PROBLEM DESCRIPTION. Let your answer be the line containing "paved plaza, the" and every line below it to the end of the records, copied exactly.

SOURCE MATERIAL.
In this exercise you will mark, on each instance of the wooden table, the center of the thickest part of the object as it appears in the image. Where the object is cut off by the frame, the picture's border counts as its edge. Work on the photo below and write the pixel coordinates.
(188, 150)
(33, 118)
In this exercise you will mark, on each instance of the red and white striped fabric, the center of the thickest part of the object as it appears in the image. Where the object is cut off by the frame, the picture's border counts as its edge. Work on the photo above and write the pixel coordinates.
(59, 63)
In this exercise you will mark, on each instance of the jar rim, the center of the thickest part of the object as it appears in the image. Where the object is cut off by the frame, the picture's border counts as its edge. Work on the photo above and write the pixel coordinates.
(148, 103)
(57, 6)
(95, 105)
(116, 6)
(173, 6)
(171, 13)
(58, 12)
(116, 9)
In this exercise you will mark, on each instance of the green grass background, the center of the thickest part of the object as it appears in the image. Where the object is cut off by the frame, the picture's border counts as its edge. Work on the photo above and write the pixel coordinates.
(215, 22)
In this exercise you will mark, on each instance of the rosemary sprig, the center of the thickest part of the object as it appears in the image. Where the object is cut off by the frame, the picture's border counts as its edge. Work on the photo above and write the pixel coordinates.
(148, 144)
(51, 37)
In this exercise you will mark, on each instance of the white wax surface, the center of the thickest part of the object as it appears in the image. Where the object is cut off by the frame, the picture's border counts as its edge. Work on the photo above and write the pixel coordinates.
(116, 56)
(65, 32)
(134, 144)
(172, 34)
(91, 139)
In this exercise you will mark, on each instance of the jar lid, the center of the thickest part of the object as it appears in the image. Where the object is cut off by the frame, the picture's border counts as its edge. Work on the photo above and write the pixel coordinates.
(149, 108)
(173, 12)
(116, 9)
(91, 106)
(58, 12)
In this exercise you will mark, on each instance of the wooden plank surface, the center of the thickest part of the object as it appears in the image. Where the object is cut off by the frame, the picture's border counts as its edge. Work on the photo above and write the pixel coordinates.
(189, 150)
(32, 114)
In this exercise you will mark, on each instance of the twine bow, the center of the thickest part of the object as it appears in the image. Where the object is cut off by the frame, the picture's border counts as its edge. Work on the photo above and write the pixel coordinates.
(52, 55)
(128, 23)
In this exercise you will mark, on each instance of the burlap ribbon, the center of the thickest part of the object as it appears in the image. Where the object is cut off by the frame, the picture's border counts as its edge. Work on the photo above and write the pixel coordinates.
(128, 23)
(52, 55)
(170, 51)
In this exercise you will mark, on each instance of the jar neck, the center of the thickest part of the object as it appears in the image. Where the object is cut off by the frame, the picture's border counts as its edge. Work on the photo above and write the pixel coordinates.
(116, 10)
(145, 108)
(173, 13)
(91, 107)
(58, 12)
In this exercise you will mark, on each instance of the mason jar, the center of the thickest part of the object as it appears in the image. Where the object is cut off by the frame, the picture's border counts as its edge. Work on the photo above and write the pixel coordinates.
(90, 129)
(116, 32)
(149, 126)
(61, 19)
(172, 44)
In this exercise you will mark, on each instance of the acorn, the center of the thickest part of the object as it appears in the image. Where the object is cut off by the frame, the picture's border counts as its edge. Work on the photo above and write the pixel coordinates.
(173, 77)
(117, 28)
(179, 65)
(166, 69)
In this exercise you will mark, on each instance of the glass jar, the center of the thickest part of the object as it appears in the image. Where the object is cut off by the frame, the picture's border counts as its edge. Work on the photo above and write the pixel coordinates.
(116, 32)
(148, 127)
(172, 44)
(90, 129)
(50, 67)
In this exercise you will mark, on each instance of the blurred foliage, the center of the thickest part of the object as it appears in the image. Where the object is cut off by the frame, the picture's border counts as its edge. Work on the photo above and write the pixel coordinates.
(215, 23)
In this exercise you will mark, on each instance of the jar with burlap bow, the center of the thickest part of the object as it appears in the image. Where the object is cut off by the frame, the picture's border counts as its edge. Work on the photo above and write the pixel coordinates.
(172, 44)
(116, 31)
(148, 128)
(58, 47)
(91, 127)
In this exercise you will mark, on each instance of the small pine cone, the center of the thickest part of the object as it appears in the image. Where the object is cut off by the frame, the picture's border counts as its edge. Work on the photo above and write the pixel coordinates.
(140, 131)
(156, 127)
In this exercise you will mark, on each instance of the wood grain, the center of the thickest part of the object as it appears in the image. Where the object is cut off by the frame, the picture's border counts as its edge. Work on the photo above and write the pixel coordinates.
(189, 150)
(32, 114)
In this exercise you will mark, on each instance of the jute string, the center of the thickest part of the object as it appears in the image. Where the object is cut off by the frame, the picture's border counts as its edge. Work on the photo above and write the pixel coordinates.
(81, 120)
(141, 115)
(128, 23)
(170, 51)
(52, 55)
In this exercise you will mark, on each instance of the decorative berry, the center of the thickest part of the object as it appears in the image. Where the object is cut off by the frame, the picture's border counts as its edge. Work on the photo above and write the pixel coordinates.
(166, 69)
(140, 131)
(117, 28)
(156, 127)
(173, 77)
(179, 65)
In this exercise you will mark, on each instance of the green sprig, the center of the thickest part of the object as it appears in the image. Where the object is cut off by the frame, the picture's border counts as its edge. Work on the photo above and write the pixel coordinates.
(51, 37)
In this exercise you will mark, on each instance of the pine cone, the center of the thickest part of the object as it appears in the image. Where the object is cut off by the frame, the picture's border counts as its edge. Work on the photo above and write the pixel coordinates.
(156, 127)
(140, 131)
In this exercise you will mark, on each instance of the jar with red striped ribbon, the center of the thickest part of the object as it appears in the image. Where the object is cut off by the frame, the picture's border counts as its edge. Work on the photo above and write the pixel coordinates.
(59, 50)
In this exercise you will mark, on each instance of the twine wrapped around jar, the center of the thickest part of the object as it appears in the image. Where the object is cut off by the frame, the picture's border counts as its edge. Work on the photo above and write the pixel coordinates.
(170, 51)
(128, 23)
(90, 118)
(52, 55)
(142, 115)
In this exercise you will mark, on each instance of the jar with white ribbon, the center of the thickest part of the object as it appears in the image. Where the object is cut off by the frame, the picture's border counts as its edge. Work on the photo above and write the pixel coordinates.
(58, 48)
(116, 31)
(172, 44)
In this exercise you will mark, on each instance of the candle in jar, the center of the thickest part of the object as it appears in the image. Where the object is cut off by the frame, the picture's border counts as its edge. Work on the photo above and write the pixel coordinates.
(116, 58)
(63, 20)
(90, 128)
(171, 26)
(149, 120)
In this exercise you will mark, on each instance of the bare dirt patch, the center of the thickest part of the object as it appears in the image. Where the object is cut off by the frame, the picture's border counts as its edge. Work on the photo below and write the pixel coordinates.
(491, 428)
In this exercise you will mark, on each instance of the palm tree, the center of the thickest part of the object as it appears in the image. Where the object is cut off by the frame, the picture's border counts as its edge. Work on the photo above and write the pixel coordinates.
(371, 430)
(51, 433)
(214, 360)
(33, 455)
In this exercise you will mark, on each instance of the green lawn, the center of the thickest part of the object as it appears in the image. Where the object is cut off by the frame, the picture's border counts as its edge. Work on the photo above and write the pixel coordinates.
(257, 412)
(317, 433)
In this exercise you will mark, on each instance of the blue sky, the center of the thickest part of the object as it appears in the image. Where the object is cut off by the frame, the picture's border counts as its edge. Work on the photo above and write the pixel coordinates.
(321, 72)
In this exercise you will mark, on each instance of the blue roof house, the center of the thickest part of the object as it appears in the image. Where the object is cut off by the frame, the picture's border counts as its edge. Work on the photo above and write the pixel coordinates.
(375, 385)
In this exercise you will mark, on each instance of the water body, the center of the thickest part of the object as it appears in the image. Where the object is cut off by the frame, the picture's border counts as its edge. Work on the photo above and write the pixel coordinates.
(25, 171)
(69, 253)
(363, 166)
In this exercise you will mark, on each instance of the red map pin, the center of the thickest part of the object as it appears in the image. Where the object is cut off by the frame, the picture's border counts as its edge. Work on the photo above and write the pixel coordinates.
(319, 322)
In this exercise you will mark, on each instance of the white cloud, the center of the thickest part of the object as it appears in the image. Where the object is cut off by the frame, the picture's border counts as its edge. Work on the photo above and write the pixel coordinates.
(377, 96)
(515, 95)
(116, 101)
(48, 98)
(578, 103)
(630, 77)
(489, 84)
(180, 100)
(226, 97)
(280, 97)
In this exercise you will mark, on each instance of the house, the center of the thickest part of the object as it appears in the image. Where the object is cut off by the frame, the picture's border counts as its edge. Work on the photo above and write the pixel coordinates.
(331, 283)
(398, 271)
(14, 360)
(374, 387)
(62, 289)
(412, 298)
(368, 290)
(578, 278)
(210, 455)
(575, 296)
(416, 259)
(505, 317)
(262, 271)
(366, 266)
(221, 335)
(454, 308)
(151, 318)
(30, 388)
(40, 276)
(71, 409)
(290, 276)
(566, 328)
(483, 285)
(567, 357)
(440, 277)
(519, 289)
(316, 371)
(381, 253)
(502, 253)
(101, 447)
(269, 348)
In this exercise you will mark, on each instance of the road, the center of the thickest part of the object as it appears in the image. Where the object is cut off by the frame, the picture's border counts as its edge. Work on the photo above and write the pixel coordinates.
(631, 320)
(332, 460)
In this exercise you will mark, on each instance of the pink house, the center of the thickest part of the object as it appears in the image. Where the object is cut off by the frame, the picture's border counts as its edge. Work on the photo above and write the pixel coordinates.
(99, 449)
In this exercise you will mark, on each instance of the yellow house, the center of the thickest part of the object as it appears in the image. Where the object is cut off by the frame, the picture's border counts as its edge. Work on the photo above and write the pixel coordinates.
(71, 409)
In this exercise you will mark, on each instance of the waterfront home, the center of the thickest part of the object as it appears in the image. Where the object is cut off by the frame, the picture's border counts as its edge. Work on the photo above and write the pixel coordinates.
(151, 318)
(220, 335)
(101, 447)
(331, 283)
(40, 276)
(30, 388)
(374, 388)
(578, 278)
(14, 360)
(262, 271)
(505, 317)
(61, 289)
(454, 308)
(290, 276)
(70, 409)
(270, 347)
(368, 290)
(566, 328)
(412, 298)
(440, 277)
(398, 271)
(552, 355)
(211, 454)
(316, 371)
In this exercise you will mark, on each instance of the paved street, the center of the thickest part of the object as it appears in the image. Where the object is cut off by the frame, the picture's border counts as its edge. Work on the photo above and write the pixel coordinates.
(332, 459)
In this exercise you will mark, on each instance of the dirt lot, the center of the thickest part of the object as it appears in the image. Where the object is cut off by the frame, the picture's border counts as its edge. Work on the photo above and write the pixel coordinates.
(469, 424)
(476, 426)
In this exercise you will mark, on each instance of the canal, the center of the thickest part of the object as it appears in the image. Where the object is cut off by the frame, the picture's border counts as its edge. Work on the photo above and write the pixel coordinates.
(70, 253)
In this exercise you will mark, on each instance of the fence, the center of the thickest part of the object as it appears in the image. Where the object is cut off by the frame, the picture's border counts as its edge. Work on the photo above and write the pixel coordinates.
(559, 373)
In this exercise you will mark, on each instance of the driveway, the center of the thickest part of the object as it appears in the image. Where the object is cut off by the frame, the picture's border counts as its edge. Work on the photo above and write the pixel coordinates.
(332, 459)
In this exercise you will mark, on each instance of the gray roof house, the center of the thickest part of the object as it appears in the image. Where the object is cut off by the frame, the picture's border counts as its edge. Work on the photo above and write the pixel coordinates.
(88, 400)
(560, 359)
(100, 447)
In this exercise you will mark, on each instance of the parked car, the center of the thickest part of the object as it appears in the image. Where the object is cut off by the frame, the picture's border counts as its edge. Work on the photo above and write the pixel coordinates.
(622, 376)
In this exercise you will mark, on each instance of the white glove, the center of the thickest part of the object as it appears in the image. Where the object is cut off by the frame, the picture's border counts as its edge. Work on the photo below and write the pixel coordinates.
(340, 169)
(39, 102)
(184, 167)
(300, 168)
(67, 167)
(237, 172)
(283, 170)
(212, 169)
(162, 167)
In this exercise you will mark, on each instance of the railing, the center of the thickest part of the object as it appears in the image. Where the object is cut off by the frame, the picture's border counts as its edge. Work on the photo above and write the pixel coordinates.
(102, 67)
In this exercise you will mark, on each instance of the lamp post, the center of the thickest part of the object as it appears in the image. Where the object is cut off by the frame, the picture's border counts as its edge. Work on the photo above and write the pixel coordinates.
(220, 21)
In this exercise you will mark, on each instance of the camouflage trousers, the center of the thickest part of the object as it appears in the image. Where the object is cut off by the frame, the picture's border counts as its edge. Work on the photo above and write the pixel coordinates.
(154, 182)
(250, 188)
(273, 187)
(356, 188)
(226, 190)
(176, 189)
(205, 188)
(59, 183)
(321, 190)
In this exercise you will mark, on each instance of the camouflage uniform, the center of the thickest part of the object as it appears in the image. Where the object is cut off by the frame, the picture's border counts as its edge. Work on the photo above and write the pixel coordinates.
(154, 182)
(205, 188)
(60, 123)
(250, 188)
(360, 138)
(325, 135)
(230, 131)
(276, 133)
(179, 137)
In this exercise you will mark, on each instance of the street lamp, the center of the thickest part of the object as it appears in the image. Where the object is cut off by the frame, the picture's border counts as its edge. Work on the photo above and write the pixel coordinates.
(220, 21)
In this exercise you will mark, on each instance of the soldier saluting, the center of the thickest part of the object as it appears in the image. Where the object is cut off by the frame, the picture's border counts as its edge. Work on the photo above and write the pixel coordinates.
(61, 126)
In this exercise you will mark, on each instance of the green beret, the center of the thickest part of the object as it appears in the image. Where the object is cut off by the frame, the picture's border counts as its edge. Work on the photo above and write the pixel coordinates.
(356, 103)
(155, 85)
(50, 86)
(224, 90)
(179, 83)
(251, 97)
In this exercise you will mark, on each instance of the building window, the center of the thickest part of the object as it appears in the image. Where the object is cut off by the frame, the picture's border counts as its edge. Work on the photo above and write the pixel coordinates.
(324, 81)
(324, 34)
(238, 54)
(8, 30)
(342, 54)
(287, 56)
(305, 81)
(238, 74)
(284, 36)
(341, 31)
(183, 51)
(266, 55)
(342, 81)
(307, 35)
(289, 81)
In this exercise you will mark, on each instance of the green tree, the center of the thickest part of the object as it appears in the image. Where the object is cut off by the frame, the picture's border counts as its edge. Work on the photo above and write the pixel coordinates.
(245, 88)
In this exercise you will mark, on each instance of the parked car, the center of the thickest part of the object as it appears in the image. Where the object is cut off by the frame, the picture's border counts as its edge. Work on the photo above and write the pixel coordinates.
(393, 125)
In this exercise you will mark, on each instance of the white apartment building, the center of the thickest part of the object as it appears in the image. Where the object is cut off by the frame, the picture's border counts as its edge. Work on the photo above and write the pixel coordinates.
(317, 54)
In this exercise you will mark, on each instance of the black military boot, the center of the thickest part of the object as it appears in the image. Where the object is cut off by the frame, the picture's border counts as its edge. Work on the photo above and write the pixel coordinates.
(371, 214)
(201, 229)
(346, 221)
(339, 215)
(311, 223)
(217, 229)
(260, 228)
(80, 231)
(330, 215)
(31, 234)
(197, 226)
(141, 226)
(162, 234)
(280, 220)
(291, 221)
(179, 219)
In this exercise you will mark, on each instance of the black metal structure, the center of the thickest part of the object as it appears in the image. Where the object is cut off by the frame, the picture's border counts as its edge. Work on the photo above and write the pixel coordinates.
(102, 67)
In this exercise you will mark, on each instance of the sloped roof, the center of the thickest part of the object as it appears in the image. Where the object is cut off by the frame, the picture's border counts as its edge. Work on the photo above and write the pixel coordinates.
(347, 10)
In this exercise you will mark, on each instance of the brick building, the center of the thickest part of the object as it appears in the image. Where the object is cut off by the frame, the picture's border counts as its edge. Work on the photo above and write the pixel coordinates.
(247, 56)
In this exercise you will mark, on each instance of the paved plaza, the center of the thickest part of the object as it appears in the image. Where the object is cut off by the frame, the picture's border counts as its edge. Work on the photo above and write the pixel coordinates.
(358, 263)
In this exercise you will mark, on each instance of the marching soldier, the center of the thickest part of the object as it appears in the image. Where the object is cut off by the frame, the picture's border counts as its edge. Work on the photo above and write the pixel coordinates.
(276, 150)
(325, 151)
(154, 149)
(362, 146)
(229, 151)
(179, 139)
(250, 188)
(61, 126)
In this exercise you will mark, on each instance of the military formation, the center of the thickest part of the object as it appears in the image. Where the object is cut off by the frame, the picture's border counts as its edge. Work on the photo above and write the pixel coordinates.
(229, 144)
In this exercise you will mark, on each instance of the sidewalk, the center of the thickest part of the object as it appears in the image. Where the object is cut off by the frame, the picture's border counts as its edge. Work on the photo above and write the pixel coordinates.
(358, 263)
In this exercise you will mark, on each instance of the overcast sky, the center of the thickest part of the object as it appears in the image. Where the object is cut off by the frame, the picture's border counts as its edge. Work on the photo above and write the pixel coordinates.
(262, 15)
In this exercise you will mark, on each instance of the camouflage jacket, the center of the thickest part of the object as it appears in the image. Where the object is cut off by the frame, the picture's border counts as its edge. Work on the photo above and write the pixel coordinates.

EXERCISE OUTPUT.
In this exercise you will mark, on each instance of the paved plaza, the center of the thickest part of the object as it appears in the image. Where the object is cut off by the frame, the picture's border counts as its edge. Work on the photo above and write the pixel coordinates.
(358, 263)
In this exercise you will mark, on each instance of the marching soldier, the center of the thickest part of the object as it appears in the image. Where the object is cut off by the frame, the picture's border counts as its edge. Work on the photo above and write the pixel coordinates.
(276, 150)
(325, 151)
(154, 149)
(362, 146)
(229, 151)
(179, 139)
(250, 188)
(61, 126)
In this exercise you will mark, on each instance of the military formation, the center of the thickest part of the object as it appears in the image. Where the object is cut off by the frame, the picture's border counts as its edge. Work on the photo above and write the pixel coordinates.
(229, 144)
In this exercise you will mark, on each instance of the sidewalk, the center of the thickest part of the object as it appears in the image. Where the object is cut off by the frame, the picture's border counts as its edge. Work on the photo above and write the pixel coordinates.
(358, 263)
In this exercise you will mark, on each instance of the overcast sky, the center of the thickest part of the object as it appears in the image. Where the object is cut off by the frame, the picture's border counts as its edge. Work on the photo above and write the pixel coordinates.
(262, 15)
In this exercise you will mark, on each instance of the camouflage jacket, the center of the thickest part of the object as it appears in the image. Where the object is cut off by the frame, the picture's border counts as its edge. Work on the photo above and write the pixel coordinates.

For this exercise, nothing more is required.